[Dataset excerpts on object pointing]
______________________________
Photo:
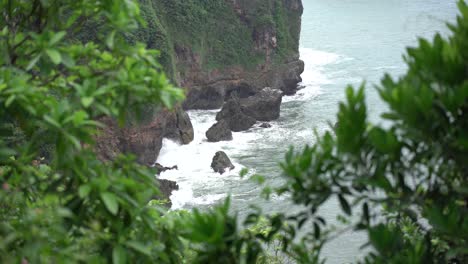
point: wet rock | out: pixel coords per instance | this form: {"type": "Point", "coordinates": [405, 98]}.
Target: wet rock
{"type": "Point", "coordinates": [264, 106]}
{"type": "Point", "coordinates": [221, 162]}
{"type": "Point", "coordinates": [292, 77]}
{"type": "Point", "coordinates": [160, 168]}
{"type": "Point", "coordinates": [179, 127]}
{"type": "Point", "coordinates": [234, 117]}
{"type": "Point", "coordinates": [219, 132]}
{"type": "Point", "coordinates": [166, 187]}
{"type": "Point", "coordinates": [205, 97]}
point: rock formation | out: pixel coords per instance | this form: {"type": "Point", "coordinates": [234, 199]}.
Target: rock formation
{"type": "Point", "coordinates": [145, 139]}
{"type": "Point", "coordinates": [241, 114]}
{"type": "Point", "coordinates": [221, 162]}
{"type": "Point", "coordinates": [263, 106]}
{"type": "Point", "coordinates": [236, 119]}
{"type": "Point", "coordinates": [219, 132]}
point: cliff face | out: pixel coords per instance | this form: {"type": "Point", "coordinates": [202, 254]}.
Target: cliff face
{"type": "Point", "coordinates": [214, 48]}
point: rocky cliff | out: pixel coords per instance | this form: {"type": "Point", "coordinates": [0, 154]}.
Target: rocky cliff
{"type": "Point", "coordinates": [214, 48]}
{"type": "Point", "coordinates": [211, 48]}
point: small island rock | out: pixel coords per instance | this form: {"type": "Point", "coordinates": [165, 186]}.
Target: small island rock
{"type": "Point", "coordinates": [221, 162]}
{"type": "Point", "coordinates": [219, 132]}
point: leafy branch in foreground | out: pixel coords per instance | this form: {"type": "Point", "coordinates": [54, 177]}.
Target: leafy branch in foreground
{"type": "Point", "coordinates": [404, 184]}
{"type": "Point", "coordinates": [54, 89]}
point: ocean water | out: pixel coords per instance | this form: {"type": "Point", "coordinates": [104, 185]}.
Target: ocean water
{"type": "Point", "coordinates": [342, 42]}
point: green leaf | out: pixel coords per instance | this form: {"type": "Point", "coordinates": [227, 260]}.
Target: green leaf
{"type": "Point", "coordinates": [84, 191]}
{"type": "Point", "coordinates": [119, 255]}
{"type": "Point", "coordinates": [140, 247]}
{"type": "Point", "coordinates": [57, 37]}
{"type": "Point", "coordinates": [110, 40]}
{"type": "Point", "coordinates": [110, 201]}
{"type": "Point", "coordinates": [54, 55]}
{"type": "Point", "coordinates": [344, 204]}
{"type": "Point", "coordinates": [33, 62]}
{"type": "Point", "coordinates": [87, 101]}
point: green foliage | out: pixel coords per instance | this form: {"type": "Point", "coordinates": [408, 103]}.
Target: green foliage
{"type": "Point", "coordinates": [404, 184]}
{"type": "Point", "coordinates": [71, 207]}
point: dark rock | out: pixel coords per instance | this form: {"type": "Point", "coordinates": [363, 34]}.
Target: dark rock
{"type": "Point", "coordinates": [179, 127]}
{"type": "Point", "coordinates": [166, 187]}
{"type": "Point", "coordinates": [291, 77]}
{"type": "Point", "coordinates": [219, 132]}
{"type": "Point", "coordinates": [221, 162]}
{"type": "Point", "coordinates": [144, 139]}
{"type": "Point", "coordinates": [234, 117]}
{"type": "Point", "coordinates": [160, 168]}
{"type": "Point", "coordinates": [264, 106]}
{"type": "Point", "coordinates": [205, 97]}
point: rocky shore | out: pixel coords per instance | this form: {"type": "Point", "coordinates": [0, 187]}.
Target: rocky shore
{"type": "Point", "coordinates": [239, 56]}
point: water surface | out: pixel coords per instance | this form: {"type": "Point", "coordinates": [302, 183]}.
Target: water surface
{"type": "Point", "coordinates": [342, 42]}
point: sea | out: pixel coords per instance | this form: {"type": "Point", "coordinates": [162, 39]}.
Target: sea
{"type": "Point", "coordinates": [343, 42]}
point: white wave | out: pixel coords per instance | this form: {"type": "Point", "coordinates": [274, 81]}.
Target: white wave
{"type": "Point", "coordinates": [198, 183]}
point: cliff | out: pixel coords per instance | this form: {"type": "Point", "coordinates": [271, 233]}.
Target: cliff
{"type": "Point", "coordinates": [211, 48]}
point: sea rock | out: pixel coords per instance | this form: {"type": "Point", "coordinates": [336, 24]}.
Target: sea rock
{"type": "Point", "coordinates": [179, 127]}
{"type": "Point", "coordinates": [219, 132]}
{"type": "Point", "coordinates": [234, 117]}
{"type": "Point", "coordinates": [143, 139]}
{"type": "Point", "coordinates": [221, 162]}
{"type": "Point", "coordinates": [166, 187]}
{"type": "Point", "coordinates": [264, 106]}
{"type": "Point", "coordinates": [292, 77]}
{"type": "Point", "coordinates": [160, 168]}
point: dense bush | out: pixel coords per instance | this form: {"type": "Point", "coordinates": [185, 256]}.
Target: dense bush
{"type": "Point", "coordinates": [405, 183]}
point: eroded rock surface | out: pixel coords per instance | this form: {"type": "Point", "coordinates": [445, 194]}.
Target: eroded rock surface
{"type": "Point", "coordinates": [221, 162]}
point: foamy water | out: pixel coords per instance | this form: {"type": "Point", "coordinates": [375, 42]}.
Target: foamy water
{"type": "Point", "coordinates": [198, 183]}
{"type": "Point", "coordinates": [343, 42]}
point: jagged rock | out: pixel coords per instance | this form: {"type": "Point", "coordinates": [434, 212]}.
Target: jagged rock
{"type": "Point", "coordinates": [292, 77]}
{"type": "Point", "coordinates": [144, 140]}
{"type": "Point", "coordinates": [166, 187]}
{"type": "Point", "coordinates": [219, 132]}
{"type": "Point", "coordinates": [264, 106]}
{"type": "Point", "coordinates": [205, 97]}
{"type": "Point", "coordinates": [221, 162]}
{"type": "Point", "coordinates": [160, 168]}
{"type": "Point", "coordinates": [234, 117]}
{"type": "Point", "coordinates": [179, 127]}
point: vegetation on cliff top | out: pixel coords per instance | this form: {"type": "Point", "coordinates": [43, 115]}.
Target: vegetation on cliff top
{"type": "Point", "coordinates": [404, 184]}
{"type": "Point", "coordinates": [213, 31]}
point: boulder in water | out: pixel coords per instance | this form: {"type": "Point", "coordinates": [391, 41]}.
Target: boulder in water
{"type": "Point", "coordinates": [219, 132]}
{"type": "Point", "coordinates": [221, 162]}
{"type": "Point", "coordinates": [234, 117]}
{"type": "Point", "coordinates": [166, 188]}
{"type": "Point", "coordinates": [263, 106]}
{"type": "Point", "coordinates": [160, 168]}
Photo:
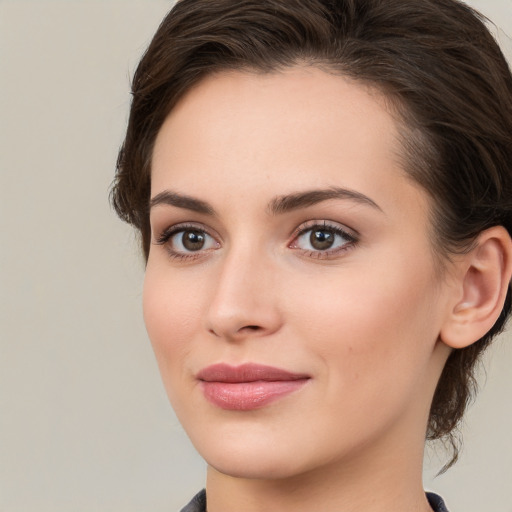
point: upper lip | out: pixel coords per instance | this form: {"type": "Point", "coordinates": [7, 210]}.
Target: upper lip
{"type": "Point", "coordinates": [249, 372]}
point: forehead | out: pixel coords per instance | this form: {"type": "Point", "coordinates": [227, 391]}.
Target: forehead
{"type": "Point", "coordinates": [281, 131]}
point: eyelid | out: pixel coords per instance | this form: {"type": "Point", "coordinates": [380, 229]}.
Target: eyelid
{"type": "Point", "coordinates": [165, 234]}
{"type": "Point", "coordinates": [349, 234]}
{"type": "Point", "coordinates": [324, 223]}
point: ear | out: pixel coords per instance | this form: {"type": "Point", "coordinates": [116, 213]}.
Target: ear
{"type": "Point", "coordinates": [483, 278]}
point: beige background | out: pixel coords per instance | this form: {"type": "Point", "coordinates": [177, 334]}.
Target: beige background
{"type": "Point", "coordinates": [84, 421]}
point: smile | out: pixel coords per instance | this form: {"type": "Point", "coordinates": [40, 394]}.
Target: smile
{"type": "Point", "coordinates": [249, 386]}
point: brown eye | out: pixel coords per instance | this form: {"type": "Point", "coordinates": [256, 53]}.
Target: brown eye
{"type": "Point", "coordinates": [193, 240]}
{"type": "Point", "coordinates": [321, 239]}
{"type": "Point", "coordinates": [188, 240]}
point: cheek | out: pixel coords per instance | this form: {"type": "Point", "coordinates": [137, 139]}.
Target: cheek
{"type": "Point", "coordinates": [371, 322]}
{"type": "Point", "coordinates": [172, 316]}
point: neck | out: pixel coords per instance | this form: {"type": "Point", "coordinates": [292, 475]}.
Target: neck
{"type": "Point", "coordinates": [369, 484]}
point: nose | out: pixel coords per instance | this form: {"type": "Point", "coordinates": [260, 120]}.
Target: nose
{"type": "Point", "coordinates": [245, 299]}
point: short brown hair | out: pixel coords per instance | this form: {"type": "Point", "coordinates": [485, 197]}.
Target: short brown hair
{"type": "Point", "coordinates": [434, 60]}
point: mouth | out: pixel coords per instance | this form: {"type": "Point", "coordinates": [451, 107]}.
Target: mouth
{"type": "Point", "coordinates": [248, 386]}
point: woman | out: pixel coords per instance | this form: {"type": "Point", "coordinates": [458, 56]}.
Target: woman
{"type": "Point", "coordinates": [323, 192]}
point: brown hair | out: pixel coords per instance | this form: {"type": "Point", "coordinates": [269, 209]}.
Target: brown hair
{"type": "Point", "coordinates": [435, 61]}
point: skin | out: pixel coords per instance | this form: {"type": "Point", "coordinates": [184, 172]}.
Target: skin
{"type": "Point", "coordinates": [363, 322]}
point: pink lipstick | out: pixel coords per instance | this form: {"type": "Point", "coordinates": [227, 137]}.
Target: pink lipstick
{"type": "Point", "coordinates": [249, 386]}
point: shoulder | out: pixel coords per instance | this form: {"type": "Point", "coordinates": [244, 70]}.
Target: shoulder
{"type": "Point", "coordinates": [197, 504]}
{"type": "Point", "coordinates": [436, 502]}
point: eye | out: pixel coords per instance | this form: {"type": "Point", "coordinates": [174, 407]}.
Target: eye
{"type": "Point", "coordinates": [322, 239]}
{"type": "Point", "coordinates": [183, 241]}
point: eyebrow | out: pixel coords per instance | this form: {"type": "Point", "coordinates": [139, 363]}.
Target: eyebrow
______________________________
- _EXERCISE DESCRIPTION_:
Every line from the one containing "point: brown eye" through the last line of the entries must be written out verbatim, and no other line.

- _ANSWER TO THIS PROBLEM_:
point: brown eye | out: pixel coords per instance | this form: {"type": "Point", "coordinates": [256, 53]}.
Target: brown eye
{"type": "Point", "coordinates": [193, 240]}
{"type": "Point", "coordinates": [321, 239]}
{"type": "Point", "coordinates": [188, 240]}
point: cheek | out: pixel coords per instance | this form: {"type": "Point", "coordinates": [137, 139]}.
Target: cheek
{"type": "Point", "coordinates": [371, 322]}
{"type": "Point", "coordinates": [172, 316]}
point: neck | out: pixel coords per instance | this form: {"type": "Point", "coordinates": [292, 475]}.
Target: neck
{"type": "Point", "coordinates": [369, 484]}
point: nose | out: pixel coords per instance | this form: {"type": "Point", "coordinates": [260, 120]}.
Target: nose
{"type": "Point", "coordinates": [245, 299]}
point: short brown hair | out: pixel coords per instance | this form: {"type": "Point", "coordinates": [485, 197]}.
Target: short brown hair
{"type": "Point", "coordinates": [434, 60]}
point: mouth | out: pixel coords per instance | this form: {"type": "Point", "coordinates": [451, 107]}.
Target: mouth
{"type": "Point", "coordinates": [248, 386]}
point: woman | out: pixel coords per instance | this form: {"type": "Point", "coordinates": [458, 56]}.
Target: woman
{"type": "Point", "coordinates": [323, 192]}
point: brown hair | out: pixel coords per instance | this form: {"type": "Point", "coordinates": [269, 209]}.
Target: brown hair
{"type": "Point", "coordinates": [435, 61]}
point: skin | out: pixel coords per instance | this form: {"type": "Point", "coordinates": [184, 172]}.
Target: skin
{"type": "Point", "coordinates": [363, 322]}
point: pink lipstick | out: pixel coords per instance | this form: {"type": "Point", "coordinates": [227, 137]}.
Target: pink lipstick
{"type": "Point", "coordinates": [249, 386]}
point: shoulder | out: pixel coords per instance | this form: {"type": "Point", "coordinates": [244, 70]}.
Target: shoulder
{"type": "Point", "coordinates": [197, 504]}
{"type": "Point", "coordinates": [436, 502]}
point: eye | out: pixel coords per instance | this form: {"type": "Point", "coordinates": [174, 407]}.
Target: eye
{"type": "Point", "coordinates": [322, 239]}
{"type": "Point", "coordinates": [183, 241]}
point: eyebrow | out: pixel coords per instance | this form: {"type": "Point", "coordinates": [139, 363]}.
Target: eyebrow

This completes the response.